▶ **Exercise brief**:
Reproduce the following lines word for word, leaving out the pictures.

▶ **Data shown**:

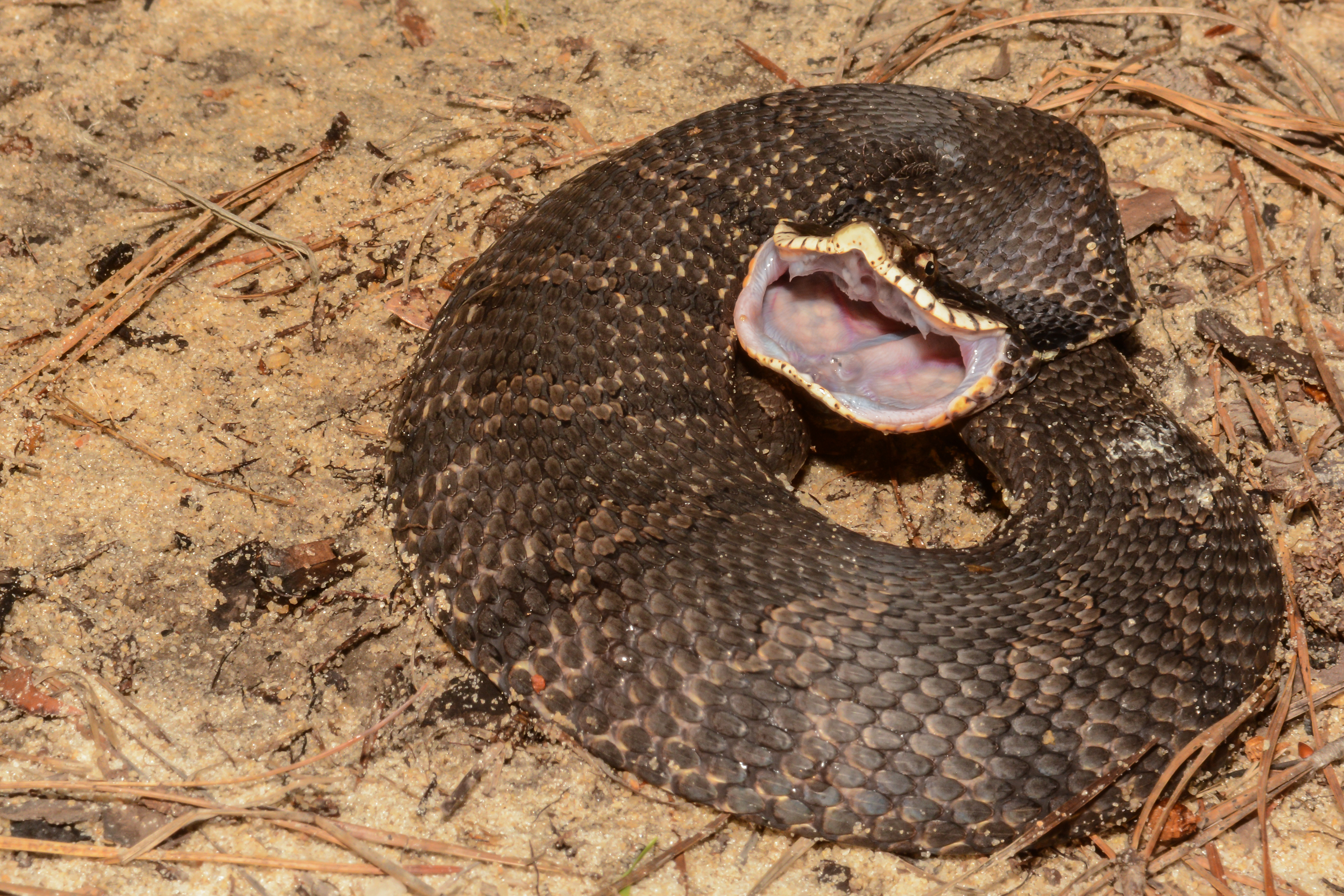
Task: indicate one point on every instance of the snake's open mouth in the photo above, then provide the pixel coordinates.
(849, 317)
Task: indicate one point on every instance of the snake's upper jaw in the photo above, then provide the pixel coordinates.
(847, 316)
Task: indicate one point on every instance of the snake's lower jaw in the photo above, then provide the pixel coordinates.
(855, 327)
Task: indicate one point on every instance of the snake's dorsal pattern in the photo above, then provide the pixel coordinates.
(593, 528)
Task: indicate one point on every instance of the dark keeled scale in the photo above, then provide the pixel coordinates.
(587, 514)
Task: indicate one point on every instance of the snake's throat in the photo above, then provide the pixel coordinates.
(843, 320)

▶ **Solution for this problem**:
Task: indicate one point on every instance of the snake's open mouth in the photo above, then provide the pixel coordinates.
(849, 317)
Task: indicate one point on every instance of the snake's upper jaw in the photo above, then provide the pixel coordinates.
(847, 316)
Task: indicate one point on every instance of the snake's lower jaw in the photo above, then provide the pixel coordinates.
(855, 327)
Task: indicate one point on every instance of the snake's dorsal pattern in the photo above, then provide the pixel coordinates.
(593, 528)
Task: indicate one point on every instance of the dark keeled scale in the photo above, then provide the pixel coordinates.
(587, 514)
Task: indicate one point on every instance of the snake's throat in the photo above, then provide the pixel coordinates.
(843, 320)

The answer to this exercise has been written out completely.